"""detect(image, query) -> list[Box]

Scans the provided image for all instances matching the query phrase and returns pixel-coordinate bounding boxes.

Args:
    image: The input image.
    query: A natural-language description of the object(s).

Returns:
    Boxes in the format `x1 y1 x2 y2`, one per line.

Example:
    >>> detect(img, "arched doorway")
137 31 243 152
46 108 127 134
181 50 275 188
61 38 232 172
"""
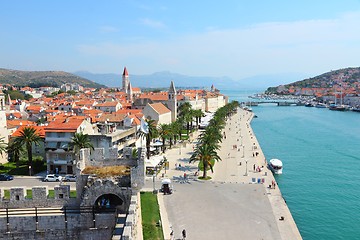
● ● ● ● ●
_Short exercise_. Count the lines in the listing above that contain the word "query", and reply with that number alone.

_Response to the exercise_. 3